DATA FOR THE TASK: Begin
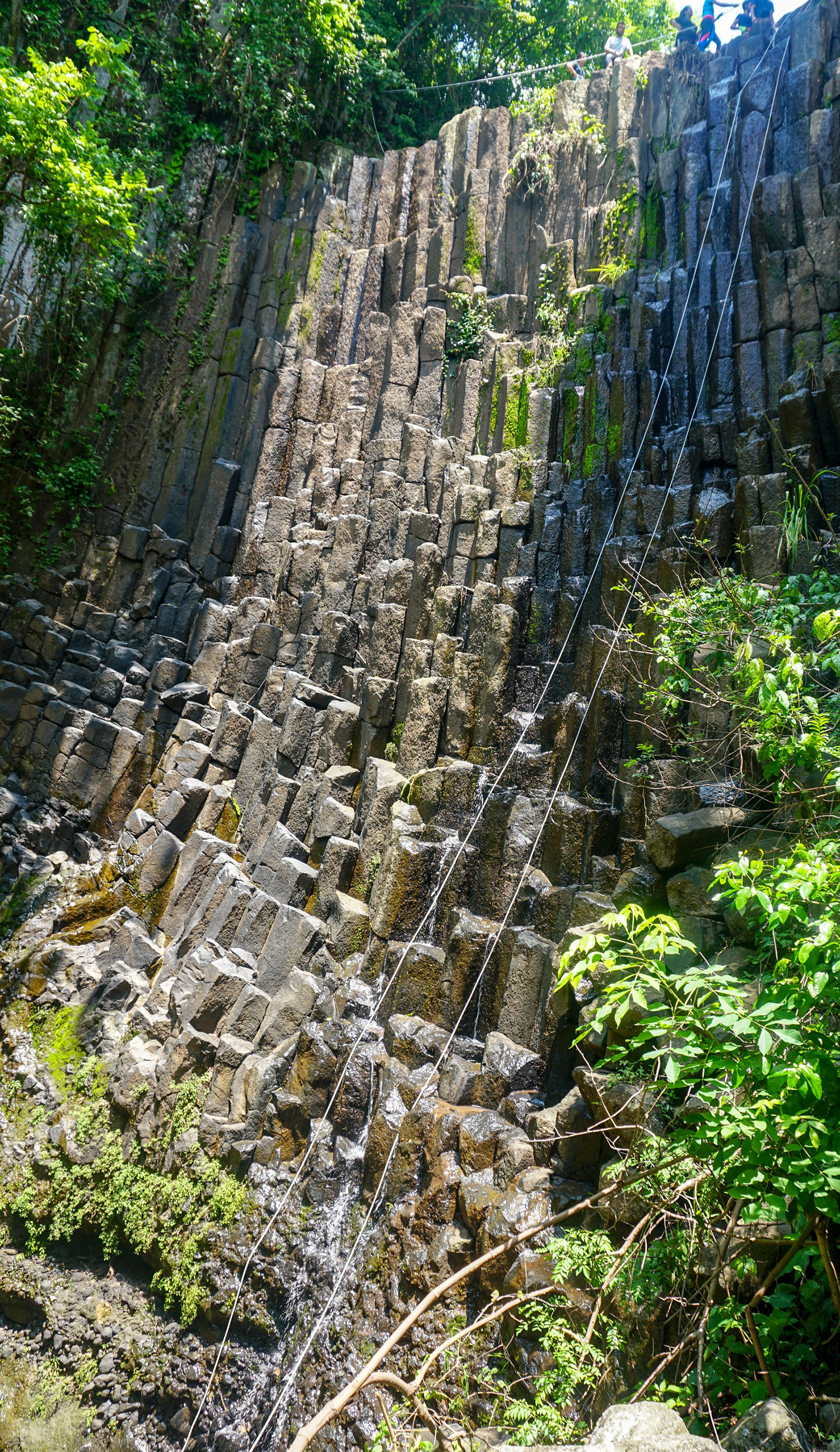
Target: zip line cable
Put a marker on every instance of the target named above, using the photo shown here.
(556, 792)
(512, 76)
(480, 812)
DATA FOR THE TASK: End
* **TASK ITEM**
Repeat, exactly and in full, every entry in the data, but not the pictures.

* **THE ANSWER**
Target: zip line cable
Put a marker on every instance of the target named above, using the photo shown here.
(556, 792)
(512, 76)
(480, 812)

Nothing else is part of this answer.